#### Work order
Please find the lines in the following records that hold "poplar", and copy them.

Dataset entries
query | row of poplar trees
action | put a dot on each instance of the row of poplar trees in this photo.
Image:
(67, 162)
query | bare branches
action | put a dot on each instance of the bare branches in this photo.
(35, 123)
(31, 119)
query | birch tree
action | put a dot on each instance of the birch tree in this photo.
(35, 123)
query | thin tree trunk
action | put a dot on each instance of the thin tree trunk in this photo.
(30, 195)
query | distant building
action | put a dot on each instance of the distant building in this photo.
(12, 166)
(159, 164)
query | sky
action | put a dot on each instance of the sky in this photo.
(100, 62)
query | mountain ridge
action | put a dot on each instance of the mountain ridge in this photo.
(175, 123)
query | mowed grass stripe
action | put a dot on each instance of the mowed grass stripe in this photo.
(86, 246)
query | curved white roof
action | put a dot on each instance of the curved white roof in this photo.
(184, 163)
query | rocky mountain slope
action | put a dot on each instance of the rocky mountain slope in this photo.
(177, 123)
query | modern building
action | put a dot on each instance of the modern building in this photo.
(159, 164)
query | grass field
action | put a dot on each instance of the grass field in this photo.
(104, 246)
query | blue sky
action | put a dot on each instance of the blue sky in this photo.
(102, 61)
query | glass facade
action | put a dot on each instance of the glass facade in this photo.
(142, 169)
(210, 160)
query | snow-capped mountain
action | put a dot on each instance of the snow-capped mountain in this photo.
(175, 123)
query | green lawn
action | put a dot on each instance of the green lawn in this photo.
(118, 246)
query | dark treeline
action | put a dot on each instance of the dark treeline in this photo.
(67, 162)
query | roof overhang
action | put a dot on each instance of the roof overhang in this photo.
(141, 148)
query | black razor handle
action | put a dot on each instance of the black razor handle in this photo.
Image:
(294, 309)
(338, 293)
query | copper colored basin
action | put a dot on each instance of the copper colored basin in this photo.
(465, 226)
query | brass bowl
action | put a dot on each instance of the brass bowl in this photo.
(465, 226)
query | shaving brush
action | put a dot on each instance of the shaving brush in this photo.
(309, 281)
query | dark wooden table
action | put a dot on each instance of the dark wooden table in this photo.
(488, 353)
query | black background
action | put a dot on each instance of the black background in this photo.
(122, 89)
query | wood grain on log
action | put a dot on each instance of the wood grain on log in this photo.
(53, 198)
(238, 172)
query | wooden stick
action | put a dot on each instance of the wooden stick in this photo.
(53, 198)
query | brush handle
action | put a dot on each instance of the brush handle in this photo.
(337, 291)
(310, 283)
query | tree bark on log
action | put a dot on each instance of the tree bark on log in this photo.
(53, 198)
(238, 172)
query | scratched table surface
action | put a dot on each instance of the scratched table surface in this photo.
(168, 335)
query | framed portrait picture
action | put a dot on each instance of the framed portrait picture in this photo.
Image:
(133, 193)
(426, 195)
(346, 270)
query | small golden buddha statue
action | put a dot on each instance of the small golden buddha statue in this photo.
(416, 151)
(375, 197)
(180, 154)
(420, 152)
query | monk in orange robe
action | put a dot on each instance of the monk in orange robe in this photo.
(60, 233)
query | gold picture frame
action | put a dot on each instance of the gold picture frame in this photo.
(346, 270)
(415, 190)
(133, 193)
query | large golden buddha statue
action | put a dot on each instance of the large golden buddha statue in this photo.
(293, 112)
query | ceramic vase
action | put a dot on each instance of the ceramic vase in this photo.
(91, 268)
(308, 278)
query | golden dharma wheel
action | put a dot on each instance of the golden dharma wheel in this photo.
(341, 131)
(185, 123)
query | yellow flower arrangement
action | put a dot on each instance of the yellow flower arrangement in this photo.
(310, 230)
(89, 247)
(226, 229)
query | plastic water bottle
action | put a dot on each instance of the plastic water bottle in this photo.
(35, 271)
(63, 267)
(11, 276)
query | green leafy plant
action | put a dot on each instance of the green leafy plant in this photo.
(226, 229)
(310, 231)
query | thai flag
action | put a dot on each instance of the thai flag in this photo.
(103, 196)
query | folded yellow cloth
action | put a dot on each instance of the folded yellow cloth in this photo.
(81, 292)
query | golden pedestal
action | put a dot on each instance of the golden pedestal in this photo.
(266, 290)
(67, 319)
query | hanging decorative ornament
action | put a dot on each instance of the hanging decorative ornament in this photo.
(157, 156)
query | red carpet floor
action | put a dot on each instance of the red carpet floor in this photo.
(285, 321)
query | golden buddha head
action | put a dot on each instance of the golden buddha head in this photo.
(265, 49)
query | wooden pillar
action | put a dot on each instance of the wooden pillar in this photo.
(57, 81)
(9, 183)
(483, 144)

#### Solution to the problem
query | row of poplar trees
action | put a dot on each instance of the row of poplar trees in this photo.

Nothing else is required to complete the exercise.